- What you should do
Reproduce verbatim the lines from the one containing "Kindly outline every instance of the <item>sunroom</item>" up to and including the one containing "M 0 266 L 192".

[Excerpt from a data file]
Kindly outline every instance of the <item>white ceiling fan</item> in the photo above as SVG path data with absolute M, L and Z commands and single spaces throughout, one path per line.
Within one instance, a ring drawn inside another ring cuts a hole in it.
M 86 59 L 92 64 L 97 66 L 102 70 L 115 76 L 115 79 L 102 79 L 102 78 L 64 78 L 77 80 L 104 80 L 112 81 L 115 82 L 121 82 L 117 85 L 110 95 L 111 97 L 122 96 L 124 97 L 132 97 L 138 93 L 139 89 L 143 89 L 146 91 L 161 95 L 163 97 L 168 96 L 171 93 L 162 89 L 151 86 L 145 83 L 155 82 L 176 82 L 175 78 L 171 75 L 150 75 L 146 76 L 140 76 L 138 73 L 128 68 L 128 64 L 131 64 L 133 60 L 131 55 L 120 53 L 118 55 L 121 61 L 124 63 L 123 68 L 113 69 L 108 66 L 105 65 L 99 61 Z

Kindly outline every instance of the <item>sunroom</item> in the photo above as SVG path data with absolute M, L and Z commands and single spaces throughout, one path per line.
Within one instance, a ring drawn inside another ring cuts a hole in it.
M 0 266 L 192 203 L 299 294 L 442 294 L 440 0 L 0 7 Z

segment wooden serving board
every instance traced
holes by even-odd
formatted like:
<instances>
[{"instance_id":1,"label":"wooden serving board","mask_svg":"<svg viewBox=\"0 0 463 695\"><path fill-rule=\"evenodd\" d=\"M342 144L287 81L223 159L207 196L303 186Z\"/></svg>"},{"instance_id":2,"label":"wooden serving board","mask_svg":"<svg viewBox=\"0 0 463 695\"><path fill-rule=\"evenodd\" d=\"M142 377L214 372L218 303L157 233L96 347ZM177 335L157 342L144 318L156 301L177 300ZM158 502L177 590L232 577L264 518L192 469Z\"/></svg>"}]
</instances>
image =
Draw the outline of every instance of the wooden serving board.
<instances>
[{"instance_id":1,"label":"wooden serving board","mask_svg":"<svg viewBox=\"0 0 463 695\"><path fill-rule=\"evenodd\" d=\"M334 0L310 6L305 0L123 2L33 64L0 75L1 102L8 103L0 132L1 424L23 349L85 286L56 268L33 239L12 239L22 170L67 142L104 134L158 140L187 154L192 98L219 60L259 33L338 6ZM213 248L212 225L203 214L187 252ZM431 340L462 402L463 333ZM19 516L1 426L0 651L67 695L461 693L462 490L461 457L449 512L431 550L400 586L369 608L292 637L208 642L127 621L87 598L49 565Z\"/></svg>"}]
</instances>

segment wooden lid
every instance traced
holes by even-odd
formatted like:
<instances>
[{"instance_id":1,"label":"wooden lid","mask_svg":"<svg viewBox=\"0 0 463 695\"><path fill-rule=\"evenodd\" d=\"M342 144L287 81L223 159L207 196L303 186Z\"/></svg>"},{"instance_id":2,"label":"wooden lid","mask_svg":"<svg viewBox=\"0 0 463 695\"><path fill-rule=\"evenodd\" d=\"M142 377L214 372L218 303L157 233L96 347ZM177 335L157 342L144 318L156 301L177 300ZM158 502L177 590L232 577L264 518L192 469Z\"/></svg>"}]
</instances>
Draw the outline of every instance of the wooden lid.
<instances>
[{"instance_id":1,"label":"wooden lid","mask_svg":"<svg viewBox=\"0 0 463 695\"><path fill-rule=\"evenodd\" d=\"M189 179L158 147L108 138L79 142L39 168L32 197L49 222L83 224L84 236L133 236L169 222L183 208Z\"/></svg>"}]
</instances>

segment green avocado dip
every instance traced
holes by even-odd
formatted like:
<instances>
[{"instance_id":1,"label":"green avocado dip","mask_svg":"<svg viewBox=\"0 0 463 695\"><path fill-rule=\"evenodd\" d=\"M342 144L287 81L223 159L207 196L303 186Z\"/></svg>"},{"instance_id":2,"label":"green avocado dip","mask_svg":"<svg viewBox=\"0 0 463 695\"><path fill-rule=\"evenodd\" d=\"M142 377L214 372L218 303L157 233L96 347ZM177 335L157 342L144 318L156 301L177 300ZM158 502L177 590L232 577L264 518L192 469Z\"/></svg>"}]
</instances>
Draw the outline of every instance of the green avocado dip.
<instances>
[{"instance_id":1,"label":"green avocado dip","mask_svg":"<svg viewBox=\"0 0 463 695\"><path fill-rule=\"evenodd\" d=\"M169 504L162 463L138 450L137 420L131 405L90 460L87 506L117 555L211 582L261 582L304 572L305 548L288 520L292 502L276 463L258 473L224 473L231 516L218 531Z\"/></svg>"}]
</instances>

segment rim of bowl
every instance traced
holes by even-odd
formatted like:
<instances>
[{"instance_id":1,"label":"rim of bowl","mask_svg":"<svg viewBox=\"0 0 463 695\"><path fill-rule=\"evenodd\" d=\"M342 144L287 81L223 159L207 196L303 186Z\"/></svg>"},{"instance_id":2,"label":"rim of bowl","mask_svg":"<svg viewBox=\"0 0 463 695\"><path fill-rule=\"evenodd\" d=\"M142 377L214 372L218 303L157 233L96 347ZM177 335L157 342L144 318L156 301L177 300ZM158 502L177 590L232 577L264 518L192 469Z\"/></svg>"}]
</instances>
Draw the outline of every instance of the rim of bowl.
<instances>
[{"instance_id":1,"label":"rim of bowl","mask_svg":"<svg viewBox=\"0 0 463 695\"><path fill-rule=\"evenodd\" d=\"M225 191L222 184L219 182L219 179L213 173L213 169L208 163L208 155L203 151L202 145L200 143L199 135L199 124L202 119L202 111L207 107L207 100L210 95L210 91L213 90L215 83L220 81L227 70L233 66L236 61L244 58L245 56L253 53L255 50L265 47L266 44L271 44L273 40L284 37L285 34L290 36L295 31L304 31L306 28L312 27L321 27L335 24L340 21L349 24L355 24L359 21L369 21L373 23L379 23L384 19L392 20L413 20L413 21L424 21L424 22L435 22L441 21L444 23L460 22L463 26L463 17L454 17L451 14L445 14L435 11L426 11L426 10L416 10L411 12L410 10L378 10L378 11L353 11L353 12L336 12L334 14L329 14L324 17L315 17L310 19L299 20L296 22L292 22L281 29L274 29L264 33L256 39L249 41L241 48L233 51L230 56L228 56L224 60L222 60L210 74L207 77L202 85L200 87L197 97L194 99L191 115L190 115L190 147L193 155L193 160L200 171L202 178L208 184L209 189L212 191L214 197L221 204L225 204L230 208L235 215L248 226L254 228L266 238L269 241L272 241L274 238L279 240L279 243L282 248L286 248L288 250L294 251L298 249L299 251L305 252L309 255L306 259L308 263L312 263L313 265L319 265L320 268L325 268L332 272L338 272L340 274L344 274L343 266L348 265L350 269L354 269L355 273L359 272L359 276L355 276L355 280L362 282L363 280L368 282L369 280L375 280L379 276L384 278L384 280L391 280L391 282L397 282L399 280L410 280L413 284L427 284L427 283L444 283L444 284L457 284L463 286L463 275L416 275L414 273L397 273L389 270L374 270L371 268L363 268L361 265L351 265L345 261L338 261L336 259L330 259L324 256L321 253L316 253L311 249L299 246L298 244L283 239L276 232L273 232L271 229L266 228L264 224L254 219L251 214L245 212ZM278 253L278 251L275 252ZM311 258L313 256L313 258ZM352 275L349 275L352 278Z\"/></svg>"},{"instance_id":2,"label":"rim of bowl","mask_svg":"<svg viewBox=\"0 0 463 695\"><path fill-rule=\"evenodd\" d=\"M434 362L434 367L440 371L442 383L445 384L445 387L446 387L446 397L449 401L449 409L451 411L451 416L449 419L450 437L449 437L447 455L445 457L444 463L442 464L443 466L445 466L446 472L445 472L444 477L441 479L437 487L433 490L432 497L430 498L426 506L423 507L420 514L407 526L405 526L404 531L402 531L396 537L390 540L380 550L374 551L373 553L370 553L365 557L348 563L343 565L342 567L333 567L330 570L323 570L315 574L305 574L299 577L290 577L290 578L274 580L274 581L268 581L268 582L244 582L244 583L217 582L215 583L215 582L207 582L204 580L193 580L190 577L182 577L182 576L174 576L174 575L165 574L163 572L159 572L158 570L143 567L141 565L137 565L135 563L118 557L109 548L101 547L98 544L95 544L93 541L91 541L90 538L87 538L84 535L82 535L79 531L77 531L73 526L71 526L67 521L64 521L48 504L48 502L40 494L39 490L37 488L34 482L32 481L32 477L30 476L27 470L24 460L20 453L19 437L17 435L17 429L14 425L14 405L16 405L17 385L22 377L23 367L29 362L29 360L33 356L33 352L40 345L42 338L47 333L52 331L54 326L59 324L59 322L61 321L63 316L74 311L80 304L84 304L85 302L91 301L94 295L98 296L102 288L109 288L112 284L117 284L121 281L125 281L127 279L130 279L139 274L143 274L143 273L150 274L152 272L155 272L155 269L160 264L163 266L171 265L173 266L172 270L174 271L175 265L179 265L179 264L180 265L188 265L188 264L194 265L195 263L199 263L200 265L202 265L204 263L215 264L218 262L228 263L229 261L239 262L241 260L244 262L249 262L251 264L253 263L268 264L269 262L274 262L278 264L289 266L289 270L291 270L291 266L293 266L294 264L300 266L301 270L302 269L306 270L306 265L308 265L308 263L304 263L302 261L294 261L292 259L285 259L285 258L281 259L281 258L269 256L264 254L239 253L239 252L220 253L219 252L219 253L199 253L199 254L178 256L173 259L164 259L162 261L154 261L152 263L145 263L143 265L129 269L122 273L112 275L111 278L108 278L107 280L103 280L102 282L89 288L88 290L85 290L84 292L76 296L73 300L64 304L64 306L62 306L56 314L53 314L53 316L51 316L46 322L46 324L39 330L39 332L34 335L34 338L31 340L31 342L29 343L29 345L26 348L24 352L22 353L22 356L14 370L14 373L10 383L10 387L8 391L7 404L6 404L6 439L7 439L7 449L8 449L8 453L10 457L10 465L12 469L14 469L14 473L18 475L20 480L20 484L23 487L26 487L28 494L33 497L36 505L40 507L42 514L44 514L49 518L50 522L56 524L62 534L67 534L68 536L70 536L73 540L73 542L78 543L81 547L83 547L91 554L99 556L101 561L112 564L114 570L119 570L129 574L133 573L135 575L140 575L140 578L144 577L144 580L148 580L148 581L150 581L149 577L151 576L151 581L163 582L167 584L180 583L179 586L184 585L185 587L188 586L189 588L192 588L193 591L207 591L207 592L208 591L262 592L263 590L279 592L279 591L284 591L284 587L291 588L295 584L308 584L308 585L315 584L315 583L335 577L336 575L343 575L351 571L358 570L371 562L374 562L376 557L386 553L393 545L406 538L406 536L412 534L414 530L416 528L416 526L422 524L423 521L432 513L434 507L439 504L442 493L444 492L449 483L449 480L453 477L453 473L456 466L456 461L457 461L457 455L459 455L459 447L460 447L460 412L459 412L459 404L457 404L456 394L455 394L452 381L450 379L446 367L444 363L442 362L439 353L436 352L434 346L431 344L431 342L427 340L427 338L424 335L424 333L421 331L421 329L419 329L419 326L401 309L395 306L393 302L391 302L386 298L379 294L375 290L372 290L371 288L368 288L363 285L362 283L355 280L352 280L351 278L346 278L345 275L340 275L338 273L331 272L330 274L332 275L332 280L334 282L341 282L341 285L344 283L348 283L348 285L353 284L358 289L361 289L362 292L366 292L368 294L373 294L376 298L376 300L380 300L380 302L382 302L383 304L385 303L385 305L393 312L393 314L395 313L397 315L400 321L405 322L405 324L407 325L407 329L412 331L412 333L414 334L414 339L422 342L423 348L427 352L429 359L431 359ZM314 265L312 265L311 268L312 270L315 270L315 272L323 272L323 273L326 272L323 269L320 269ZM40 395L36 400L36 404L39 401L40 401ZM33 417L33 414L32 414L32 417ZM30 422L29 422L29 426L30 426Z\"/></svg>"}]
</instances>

- Task result
Kindly outline every instance of the <item>sunroom</item> in the photo above as SVG path data with absolute M, L and Z commands and single spaces throughout, one path per line.
Within one instance, a ring drawn inside another ring cuts a hole in it.
M 0 266 L 192 203 L 299 294 L 442 294 L 440 0 L 0 7 Z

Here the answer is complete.